[Written instruction] Copy out everything from the start of the entries down to and including the line that contains "153 30 300 41". Leave the pictures out of your answer.

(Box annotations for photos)
--- START ---

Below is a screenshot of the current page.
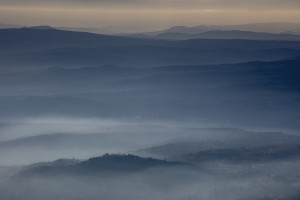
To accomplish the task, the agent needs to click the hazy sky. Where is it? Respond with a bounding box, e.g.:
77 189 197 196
0 0 300 30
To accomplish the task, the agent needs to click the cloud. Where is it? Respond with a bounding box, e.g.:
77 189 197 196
0 0 300 9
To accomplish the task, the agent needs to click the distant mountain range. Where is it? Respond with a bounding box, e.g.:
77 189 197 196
0 26 300 72
131 22 300 36
18 154 183 176
153 30 300 41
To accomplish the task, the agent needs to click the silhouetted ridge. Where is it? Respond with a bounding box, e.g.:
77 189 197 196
78 154 179 171
19 154 183 176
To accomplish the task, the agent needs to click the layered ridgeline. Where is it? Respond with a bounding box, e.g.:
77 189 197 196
0 59 300 131
0 28 300 72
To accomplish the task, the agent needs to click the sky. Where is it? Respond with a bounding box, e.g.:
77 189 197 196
0 0 300 30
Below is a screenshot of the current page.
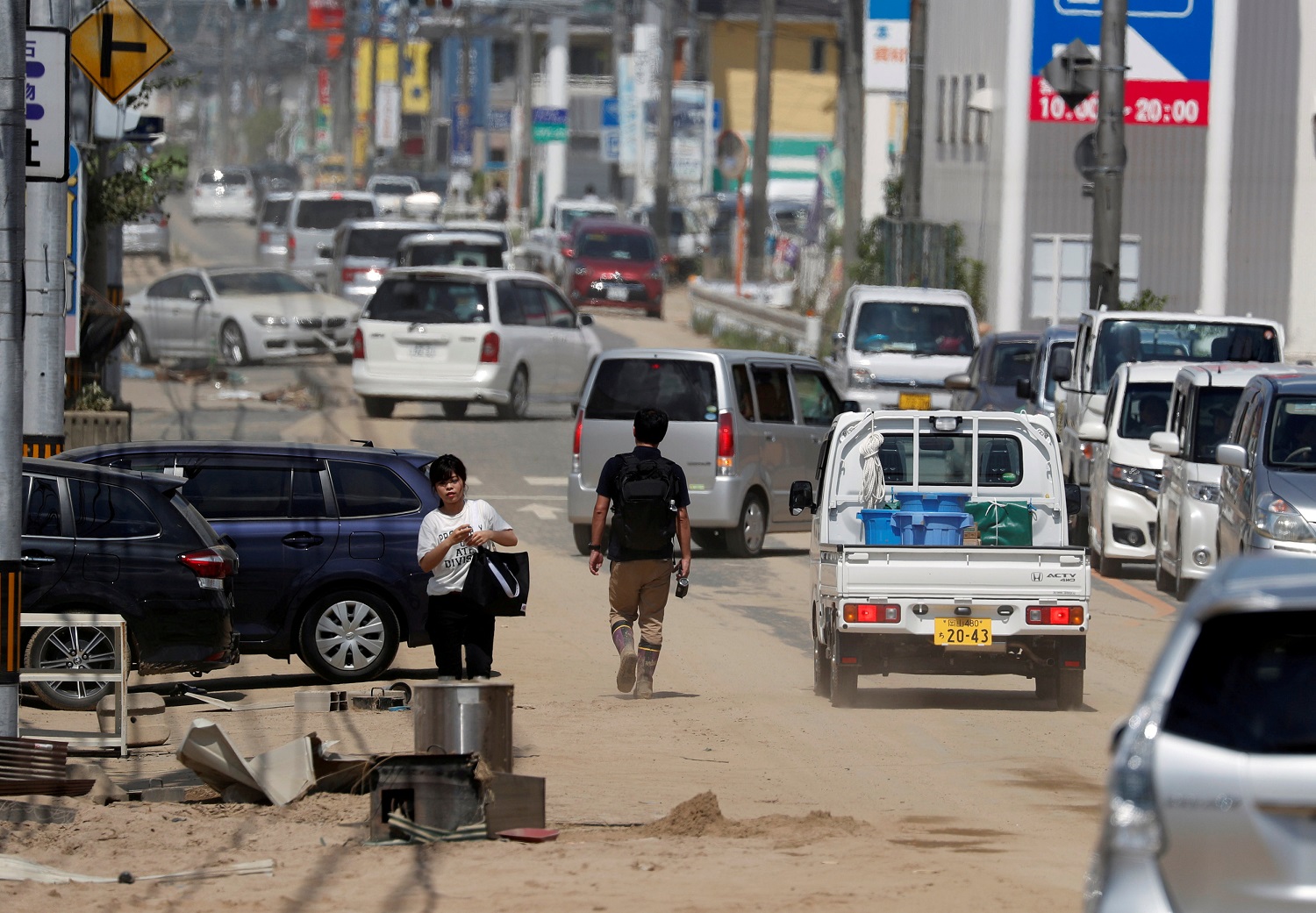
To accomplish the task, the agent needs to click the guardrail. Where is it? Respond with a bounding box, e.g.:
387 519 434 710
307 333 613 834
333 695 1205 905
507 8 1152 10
690 282 823 355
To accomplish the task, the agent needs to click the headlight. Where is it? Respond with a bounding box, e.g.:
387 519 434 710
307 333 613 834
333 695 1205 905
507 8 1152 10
1252 495 1316 542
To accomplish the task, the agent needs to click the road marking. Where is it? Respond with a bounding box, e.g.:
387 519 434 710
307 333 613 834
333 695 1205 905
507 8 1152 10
1092 571 1179 618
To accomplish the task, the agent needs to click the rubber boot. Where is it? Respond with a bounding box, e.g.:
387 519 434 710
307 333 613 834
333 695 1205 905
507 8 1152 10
612 621 637 695
636 644 658 700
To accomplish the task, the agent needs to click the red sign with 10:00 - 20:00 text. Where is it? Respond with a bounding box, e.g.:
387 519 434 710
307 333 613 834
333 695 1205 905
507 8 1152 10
1028 76 1211 126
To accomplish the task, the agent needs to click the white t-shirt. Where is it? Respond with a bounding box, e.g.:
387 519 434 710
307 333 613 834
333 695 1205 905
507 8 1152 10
416 499 512 596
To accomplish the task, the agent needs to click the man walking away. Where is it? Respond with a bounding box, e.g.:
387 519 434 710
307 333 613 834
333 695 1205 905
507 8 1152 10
590 410 690 699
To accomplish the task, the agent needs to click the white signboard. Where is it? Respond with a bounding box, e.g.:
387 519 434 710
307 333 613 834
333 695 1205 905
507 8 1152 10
24 26 68 181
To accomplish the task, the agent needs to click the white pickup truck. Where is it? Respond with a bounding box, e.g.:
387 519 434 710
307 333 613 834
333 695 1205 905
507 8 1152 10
791 412 1091 710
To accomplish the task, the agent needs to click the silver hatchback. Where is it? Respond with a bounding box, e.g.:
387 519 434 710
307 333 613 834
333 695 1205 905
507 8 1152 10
1084 557 1316 913
568 349 842 558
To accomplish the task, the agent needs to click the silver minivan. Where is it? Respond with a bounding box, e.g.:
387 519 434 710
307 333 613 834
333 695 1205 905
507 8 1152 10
568 349 842 558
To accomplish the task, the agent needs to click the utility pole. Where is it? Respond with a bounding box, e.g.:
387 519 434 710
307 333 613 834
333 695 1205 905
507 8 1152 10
0 3 28 738
649 0 674 254
1089 0 1129 310
23 0 73 457
745 0 776 281
900 0 932 221
842 0 865 289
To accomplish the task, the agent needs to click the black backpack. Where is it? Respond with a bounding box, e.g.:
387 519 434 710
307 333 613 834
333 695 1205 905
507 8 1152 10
612 454 676 552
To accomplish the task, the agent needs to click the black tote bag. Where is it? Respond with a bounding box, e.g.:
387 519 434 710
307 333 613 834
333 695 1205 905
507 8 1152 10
462 547 531 618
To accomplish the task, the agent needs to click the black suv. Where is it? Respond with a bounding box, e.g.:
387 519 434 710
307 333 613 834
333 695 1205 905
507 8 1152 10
23 460 239 710
61 441 437 683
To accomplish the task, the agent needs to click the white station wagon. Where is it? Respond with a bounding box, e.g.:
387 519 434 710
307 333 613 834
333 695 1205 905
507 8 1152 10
352 267 603 418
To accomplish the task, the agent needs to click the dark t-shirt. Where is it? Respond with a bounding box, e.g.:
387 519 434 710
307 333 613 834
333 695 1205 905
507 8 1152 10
595 447 690 562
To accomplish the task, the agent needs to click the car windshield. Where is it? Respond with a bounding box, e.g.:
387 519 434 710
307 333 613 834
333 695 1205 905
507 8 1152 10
407 242 503 267
584 358 718 423
576 232 658 263
1266 396 1316 473
261 200 292 228
297 199 375 231
1165 612 1316 755
1092 320 1279 394
211 270 316 297
347 226 416 260
362 278 490 324
987 342 1037 389
1120 384 1171 441
855 302 974 355
1189 387 1242 463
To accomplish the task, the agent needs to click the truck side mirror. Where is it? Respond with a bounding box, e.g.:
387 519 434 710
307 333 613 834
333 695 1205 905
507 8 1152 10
1052 347 1074 384
790 481 818 517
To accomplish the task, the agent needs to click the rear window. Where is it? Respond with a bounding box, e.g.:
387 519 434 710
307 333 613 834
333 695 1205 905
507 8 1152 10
878 434 1024 489
362 278 490 324
1165 612 1316 754
347 228 416 260
584 358 718 421
261 200 292 228
297 200 375 232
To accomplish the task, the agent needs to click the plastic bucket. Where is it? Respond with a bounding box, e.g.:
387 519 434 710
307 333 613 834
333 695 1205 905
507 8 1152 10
860 510 900 545
895 492 969 513
894 510 974 545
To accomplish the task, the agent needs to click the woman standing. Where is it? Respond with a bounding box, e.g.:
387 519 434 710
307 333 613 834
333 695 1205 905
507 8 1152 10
416 454 516 679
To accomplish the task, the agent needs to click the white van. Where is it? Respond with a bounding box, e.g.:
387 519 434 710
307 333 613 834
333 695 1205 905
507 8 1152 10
824 286 978 410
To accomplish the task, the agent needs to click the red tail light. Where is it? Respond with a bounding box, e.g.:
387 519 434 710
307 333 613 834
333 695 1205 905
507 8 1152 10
718 412 736 473
178 549 233 581
481 333 500 365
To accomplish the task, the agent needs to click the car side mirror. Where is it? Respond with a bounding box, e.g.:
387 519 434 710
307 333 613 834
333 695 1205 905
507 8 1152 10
1216 444 1248 471
1052 349 1074 384
790 481 818 517
1148 432 1179 457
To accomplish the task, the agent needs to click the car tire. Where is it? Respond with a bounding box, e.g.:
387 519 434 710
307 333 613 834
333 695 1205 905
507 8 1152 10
123 326 155 365
24 628 118 710
1055 668 1084 710
497 365 531 421
724 492 768 558
361 396 397 418
297 589 399 684
220 320 253 367
828 634 860 707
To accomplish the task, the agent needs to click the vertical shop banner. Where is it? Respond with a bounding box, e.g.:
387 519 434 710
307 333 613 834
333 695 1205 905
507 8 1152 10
863 0 910 92
1028 0 1215 126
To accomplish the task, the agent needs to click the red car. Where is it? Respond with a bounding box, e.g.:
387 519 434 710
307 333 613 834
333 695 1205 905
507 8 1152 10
562 218 671 317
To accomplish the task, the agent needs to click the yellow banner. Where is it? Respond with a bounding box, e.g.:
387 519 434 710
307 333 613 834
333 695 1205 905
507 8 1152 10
357 39 429 115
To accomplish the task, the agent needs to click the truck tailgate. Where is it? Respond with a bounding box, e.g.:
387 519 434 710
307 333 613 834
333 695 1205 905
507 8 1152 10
819 546 1091 603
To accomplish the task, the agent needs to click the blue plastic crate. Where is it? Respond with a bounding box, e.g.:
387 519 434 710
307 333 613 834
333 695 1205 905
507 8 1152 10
860 510 900 545
892 510 974 545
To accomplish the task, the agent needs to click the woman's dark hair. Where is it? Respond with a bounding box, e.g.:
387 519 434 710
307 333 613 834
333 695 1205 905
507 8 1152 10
429 454 466 486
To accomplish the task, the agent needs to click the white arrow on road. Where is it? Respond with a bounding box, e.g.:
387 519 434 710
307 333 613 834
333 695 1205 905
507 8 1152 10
518 504 561 520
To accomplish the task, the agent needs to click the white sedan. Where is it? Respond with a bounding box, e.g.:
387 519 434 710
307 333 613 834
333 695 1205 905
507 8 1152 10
124 267 360 365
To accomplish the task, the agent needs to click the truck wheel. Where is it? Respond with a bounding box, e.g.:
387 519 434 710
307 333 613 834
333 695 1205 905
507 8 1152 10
813 641 832 697
828 638 860 707
1055 668 1084 710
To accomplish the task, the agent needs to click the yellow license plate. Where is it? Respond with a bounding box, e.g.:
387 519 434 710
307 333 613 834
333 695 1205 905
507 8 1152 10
932 618 991 647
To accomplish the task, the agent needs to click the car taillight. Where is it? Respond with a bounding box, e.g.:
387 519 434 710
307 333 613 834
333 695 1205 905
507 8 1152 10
178 549 234 589
1024 605 1084 625
718 412 736 475
841 603 900 625
481 333 499 365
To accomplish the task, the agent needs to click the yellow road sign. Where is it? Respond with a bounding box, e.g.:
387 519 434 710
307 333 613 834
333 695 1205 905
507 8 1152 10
68 0 174 103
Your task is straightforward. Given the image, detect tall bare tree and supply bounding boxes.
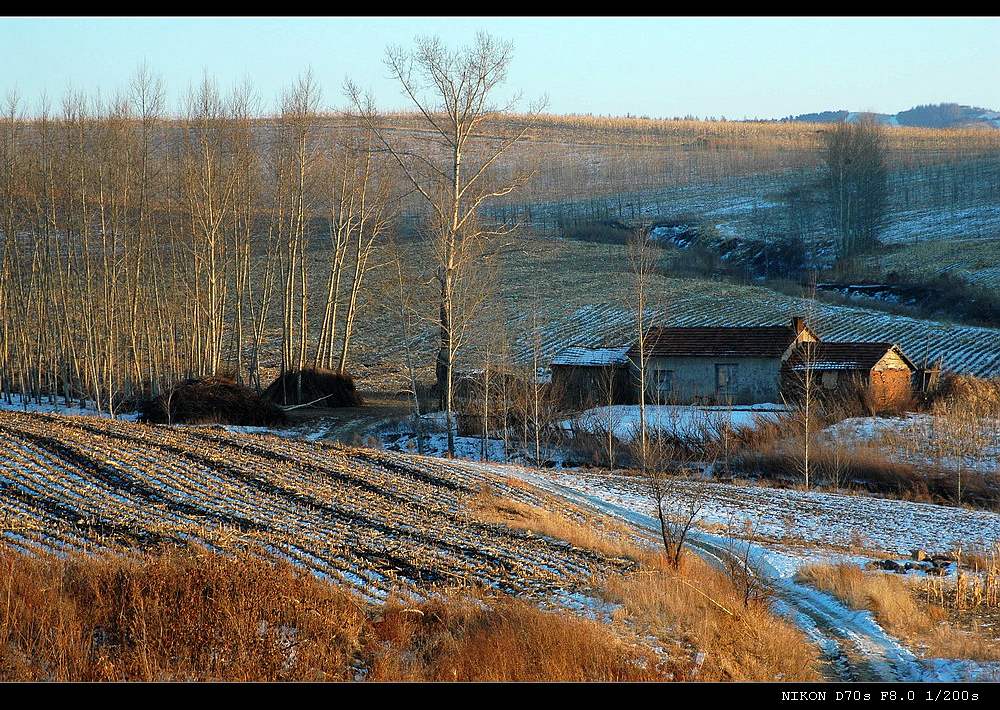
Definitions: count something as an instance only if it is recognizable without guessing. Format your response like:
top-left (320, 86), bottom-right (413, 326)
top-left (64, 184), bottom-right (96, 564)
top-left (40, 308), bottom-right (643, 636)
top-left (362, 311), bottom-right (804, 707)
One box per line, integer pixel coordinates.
top-left (825, 114), bottom-right (888, 259)
top-left (346, 33), bottom-right (541, 455)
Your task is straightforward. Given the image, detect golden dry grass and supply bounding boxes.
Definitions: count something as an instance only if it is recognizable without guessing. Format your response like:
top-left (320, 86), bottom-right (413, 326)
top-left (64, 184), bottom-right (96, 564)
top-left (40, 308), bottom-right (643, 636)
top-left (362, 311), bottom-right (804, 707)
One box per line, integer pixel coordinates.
top-left (0, 548), bottom-right (673, 681)
top-left (472, 491), bottom-right (820, 681)
top-left (603, 555), bottom-right (820, 681)
top-left (798, 563), bottom-right (1000, 661)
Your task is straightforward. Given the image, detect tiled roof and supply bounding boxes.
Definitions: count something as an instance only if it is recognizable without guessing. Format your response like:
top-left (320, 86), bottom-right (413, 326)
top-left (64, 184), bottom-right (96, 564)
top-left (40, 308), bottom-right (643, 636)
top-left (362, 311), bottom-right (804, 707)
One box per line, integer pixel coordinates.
top-left (628, 326), bottom-right (796, 359)
top-left (552, 347), bottom-right (628, 367)
top-left (785, 342), bottom-right (915, 372)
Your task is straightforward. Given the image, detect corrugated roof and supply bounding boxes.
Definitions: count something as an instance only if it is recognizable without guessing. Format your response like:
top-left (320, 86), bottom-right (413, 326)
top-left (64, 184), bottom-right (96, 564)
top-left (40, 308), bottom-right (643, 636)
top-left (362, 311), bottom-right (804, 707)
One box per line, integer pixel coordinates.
top-left (552, 347), bottom-right (628, 367)
top-left (785, 342), bottom-right (915, 372)
top-left (628, 326), bottom-right (796, 359)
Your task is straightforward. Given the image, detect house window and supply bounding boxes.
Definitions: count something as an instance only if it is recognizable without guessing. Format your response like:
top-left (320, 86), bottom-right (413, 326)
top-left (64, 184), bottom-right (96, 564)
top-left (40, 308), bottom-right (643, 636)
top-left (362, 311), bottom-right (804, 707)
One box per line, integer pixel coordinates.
top-left (715, 363), bottom-right (739, 399)
top-left (653, 370), bottom-right (674, 402)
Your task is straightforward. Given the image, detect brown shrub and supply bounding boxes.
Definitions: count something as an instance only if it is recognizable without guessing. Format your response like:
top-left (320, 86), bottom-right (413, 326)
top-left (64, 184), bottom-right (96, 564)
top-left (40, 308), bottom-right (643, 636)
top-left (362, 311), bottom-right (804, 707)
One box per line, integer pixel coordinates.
top-left (924, 372), bottom-right (1000, 416)
top-left (602, 554), bottom-right (820, 681)
top-left (797, 563), bottom-right (1000, 661)
top-left (732, 440), bottom-right (1000, 510)
top-left (139, 376), bottom-right (286, 426)
top-left (0, 548), bottom-right (671, 681)
top-left (264, 368), bottom-right (362, 408)
top-left (368, 597), bottom-right (672, 681)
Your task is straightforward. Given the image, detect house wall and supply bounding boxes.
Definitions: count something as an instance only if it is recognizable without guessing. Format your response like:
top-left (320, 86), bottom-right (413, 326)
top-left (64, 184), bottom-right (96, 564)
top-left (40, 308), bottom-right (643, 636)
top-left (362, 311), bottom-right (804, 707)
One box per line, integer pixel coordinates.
top-left (552, 365), bottom-right (635, 409)
top-left (635, 357), bottom-right (781, 404)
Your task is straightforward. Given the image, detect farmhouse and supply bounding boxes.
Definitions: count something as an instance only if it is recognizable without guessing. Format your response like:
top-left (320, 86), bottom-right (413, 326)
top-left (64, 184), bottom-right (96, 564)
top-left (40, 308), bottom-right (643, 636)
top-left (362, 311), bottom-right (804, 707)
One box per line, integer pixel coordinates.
top-left (628, 318), bottom-right (819, 404)
top-left (550, 346), bottom-right (634, 409)
top-left (781, 342), bottom-right (917, 411)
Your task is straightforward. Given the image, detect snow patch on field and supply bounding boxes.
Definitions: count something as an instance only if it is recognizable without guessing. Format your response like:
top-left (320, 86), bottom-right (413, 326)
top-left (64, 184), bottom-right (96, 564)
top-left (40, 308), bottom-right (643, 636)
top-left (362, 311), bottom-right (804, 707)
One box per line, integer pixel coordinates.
top-left (0, 394), bottom-right (139, 421)
top-left (562, 404), bottom-right (787, 439)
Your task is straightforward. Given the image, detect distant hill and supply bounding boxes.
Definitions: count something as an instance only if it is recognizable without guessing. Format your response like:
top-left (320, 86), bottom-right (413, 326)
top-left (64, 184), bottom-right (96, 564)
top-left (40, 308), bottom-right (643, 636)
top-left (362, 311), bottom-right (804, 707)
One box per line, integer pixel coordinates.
top-left (781, 104), bottom-right (1000, 128)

--- END ---

[Result for this exercise]
Below is a screenshot of the current page.
To accomplish the task, the agent needs to click the hazy sky. Where is it? Respond with a bounding box, e.g.:
77 189 197 196
0 0 300 30
To accomplish the task, the agent needs to click the cloud. Where is it? Respond with a bounding box, e.g.:
77 189 197 196
0 0 300 9
To accomplish the task, the agent needs to click the distant mountain range. Where is it? Respond with a bounding box, e.g.:
77 189 197 196
0 26 300 72
131 22 300 36
18 154 183 176
153 30 300 41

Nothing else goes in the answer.